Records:
[start]
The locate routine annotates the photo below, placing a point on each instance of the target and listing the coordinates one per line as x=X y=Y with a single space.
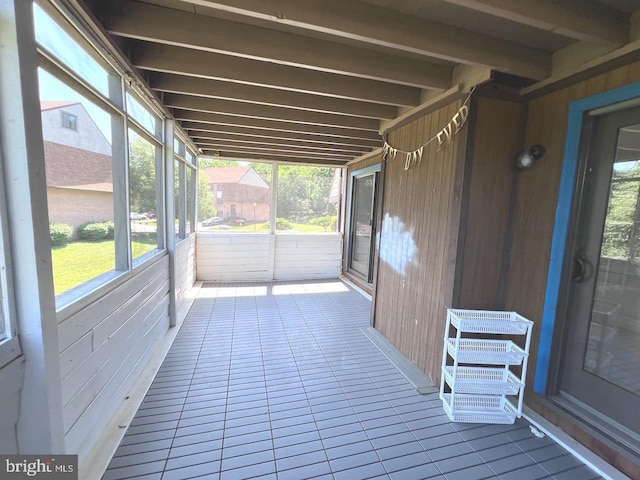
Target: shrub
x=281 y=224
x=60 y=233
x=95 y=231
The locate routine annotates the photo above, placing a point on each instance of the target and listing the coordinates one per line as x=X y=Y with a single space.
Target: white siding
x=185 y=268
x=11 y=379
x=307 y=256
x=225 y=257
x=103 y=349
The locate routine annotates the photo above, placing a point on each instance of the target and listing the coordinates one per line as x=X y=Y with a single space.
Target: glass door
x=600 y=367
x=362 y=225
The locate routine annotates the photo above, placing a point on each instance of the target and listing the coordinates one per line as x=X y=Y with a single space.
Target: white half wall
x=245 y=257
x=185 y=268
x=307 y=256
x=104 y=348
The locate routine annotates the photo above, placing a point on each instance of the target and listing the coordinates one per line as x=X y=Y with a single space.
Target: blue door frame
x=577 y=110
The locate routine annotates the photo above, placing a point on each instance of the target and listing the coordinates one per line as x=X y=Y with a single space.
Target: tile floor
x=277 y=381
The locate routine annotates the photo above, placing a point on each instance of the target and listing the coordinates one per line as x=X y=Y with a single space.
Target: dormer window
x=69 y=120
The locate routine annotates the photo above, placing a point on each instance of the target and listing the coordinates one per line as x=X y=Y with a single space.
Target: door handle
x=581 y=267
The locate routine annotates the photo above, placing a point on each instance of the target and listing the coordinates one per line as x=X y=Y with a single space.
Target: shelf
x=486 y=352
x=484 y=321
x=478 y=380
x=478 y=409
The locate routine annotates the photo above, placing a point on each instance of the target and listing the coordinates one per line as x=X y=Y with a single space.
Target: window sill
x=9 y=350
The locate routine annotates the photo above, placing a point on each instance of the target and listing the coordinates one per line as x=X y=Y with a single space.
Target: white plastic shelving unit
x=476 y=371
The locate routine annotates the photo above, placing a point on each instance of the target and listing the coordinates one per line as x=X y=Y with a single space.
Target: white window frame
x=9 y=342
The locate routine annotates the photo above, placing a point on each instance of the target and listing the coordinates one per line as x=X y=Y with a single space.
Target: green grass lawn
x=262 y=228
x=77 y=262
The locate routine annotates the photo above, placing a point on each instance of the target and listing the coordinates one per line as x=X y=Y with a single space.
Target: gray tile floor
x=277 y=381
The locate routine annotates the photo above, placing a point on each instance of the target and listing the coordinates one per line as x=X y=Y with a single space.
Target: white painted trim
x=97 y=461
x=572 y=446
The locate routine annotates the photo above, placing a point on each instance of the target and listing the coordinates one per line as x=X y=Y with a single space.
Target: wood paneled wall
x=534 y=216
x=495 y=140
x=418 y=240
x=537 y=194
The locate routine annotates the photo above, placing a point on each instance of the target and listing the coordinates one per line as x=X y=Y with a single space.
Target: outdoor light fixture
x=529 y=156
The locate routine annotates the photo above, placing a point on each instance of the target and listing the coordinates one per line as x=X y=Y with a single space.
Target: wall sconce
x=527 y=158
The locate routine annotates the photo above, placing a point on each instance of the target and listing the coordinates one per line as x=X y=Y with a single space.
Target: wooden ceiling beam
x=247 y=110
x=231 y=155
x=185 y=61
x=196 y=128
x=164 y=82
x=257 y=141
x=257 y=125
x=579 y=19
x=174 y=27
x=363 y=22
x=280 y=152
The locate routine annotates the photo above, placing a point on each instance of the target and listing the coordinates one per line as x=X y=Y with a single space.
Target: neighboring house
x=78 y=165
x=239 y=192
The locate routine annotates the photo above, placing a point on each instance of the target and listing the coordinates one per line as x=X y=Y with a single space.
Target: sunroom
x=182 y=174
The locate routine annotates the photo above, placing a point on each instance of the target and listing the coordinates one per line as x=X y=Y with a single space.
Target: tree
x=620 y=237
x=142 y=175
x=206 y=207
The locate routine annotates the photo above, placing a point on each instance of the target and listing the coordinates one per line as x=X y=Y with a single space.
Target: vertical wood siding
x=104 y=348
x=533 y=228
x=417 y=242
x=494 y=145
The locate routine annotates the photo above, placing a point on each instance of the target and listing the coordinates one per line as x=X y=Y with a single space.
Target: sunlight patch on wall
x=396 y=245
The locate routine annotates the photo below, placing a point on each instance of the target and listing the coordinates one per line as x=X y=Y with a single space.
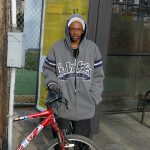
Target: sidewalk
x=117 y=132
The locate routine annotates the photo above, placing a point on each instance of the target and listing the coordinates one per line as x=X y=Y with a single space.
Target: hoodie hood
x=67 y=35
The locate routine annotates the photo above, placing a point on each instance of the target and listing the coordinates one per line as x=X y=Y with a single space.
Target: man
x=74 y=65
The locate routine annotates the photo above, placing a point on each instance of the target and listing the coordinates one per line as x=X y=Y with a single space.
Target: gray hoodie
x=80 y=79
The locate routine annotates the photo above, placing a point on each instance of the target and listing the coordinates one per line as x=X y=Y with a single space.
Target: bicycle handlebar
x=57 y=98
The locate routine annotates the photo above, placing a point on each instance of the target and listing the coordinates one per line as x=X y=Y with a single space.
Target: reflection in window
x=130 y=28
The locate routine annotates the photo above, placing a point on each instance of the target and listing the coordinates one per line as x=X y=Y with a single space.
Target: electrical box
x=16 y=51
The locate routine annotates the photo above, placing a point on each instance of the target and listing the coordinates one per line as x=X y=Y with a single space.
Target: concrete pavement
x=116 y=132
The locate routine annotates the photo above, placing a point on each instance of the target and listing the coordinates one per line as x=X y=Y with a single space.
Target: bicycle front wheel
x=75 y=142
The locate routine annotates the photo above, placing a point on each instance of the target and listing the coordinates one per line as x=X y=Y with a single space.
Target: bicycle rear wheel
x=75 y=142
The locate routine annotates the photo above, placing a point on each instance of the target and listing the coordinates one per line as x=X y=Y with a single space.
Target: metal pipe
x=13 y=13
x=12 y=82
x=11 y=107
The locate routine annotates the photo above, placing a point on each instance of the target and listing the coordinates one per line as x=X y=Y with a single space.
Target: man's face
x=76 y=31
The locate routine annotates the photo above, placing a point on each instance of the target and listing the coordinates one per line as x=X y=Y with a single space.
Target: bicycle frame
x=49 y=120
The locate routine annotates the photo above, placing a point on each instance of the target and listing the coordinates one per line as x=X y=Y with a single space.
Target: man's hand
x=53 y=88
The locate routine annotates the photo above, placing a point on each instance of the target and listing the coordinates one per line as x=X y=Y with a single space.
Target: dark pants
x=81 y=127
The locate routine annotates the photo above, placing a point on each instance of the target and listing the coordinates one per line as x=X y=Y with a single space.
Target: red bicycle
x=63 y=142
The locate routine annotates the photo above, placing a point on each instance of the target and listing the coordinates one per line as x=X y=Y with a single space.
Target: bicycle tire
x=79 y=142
[end]
Work required:
Quote the material word for word from its first line through the line containing "x=103 y=349", including both. Leave the picture out.

The solution:
The locate routine annotates the photo below, placing a point on each instance of the target and listing the coordinates one per line as x=X y=Y with a single space.
Target: shrub
x=281 y=224
x=60 y=233
x=95 y=231
The locate routine annotates the photo above, placing a point on each instance of the target and listing the coordinates one per line as x=X y=Y with a single space.
Target: white siding
x=185 y=268
x=11 y=379
x=307 y=256
x=225 y=257
x=103 y=349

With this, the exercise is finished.